While the Los Al reopening plan meets the “minimum legal requirements,” said Hart, “is the minimum the best we can do?”

“It should not be a rush to reopen,” said Los Al High School English and swimming teacher Leslie Weber, “it should be a rush to be safe.”

Weber went a step further saying teachers are “starved for information” about testing that “does not seem to be available.”

“The default seems to be about meeting the minimum legal threshold as opposed as doing what’s right for everyone,” said Weber. “We feel this undermines our district’s priorities,” she added.

Moreover, Weber said while “it’s great to see the changes on the elementary school campus, on the high school campus we haven’t seen any difference.”

“We don’t know what we’re bringing home and exposing our families to, and even further, the next day, we don’t know what we’re exposing our own students to,” she told the board.

Weber said more than 80 percent of Los Al High teachers responded to the latest survey, revealing ‘rare’ agreement.

According to Weber;

• 96% of those teachers indicated that they would want to be informed of a positive test in her classroom.

• 87% indicated that they would want to be informed of exposure.

• 91% want to know before they leave campus if they’ve been exposed that day.

• 90% of the teachers do not have confidence in the plan to manage positive cases within the campus.

• 80% are not confident in the plans to open safely.

- Stored data -
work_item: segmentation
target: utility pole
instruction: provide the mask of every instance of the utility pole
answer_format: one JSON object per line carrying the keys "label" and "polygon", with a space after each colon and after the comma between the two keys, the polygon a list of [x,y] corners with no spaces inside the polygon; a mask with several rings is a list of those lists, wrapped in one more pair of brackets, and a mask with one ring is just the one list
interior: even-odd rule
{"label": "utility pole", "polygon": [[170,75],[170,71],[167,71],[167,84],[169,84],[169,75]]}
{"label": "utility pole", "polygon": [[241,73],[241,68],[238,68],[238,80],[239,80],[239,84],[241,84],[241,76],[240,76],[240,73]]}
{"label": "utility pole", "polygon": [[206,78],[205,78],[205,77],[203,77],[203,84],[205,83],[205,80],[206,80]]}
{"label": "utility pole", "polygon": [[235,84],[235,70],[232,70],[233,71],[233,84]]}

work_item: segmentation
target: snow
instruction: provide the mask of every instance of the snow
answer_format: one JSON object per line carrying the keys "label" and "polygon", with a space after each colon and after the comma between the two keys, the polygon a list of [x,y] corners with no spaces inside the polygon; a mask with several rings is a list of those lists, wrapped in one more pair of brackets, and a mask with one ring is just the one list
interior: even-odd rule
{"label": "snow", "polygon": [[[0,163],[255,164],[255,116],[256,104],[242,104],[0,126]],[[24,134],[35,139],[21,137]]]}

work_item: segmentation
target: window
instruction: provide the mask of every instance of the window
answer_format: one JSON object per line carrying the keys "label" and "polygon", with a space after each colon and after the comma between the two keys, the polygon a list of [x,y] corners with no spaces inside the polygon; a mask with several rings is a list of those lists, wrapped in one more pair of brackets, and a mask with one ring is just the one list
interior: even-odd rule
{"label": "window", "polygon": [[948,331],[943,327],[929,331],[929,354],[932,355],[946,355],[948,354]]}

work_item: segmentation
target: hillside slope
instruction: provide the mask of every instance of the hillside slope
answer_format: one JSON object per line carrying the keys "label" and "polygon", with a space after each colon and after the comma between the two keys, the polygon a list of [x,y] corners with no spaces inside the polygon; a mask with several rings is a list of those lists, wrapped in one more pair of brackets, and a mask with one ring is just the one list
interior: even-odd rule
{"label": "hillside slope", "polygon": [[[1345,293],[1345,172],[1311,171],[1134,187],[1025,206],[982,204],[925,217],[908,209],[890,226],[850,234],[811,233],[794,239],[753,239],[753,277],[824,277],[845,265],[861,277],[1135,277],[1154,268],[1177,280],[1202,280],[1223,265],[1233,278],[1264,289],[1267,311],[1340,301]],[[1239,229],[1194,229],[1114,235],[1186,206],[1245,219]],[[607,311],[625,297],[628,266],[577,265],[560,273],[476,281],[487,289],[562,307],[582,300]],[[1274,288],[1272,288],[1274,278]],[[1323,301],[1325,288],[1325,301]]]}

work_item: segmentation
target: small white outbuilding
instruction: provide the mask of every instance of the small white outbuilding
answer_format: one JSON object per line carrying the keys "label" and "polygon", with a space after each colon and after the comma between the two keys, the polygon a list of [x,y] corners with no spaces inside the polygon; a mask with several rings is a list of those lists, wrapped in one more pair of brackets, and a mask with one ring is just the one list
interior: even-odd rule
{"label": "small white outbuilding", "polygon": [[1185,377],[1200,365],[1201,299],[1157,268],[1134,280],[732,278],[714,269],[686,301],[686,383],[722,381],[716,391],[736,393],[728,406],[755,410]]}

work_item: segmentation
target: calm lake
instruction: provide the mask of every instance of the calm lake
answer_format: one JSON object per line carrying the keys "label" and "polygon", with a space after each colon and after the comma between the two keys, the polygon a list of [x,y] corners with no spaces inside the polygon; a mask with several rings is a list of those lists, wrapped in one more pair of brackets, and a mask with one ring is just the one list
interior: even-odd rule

- Activities -
A. In the article on the Los Al reopening plan, what share of Los Al High teachers responded to the latest survey?
B. Pick up the article on the Los Al reopening plan right after its final line and keep writing.

- Set of answers -
A. More than 80 percent.

B.
• 80% indicated they would like the district to report positive tests for affected staff and students.

“We need to work together to maintain open lines of communication,” she suggested.

Another teacher, Drew Sells, said “I’m here asking for your commitment to the maximum testing and tracing transparency.”

Following the teachers’  statements, board president Meg Cutuli informed them that a state law called the “Brown Act” prevented the board from discussing or acting on any item not appearing on the agenda.

“So what I will do is ask Dr. Pulver if he would like to say anything, and then we can direct him to look into these concerns,” said the board president.

Pulver said he was very proud of the fact that “we spent the entire summer…in a strong collaborative effort engaging teachers through this process.

In addition, Pulver said “many of them (teachers) who are in this room tonight were part of our committee to help us create surveys and look at the different models.”

As far as testing, “it’s not lost on us absolutely…if I was in a room with an individual who tested positive for COVID, I would want to know,” said Pulver.

Nevertheless, the superintendent said the plan would evolve in a “collaborative” manner, suggesting inclusion, but said the Orange County Health Care Agency was responsible for leading the testing and contact tracing portions of the plan.

“We will follow their lead,” he added.

Pulver recounted a meeting with the Los Alamitos Faculty Forum who made similar requests and said ”I am confident we’ll be able to notify any staff member if they’ve been exposed to a student within their classroom.”

He also suggested the potential of Los Al, and other systems, working or consulting with an outside agency on testing practices.

Answering teacher concerns about sanitization, he said custodians will have a checklist so teacher will have a confidence if the custodian had cleaned their classroom the night before.”

Also, he said one of the disinfectants the teachers suggested was not on the EPA’s approved list would soon be added to it.

Pulver said staff has analyzed its HVAC systems and filters and said special filters mentioned may significantlly reduce air flow, but noted technicians are constantly re-evaluating the plan.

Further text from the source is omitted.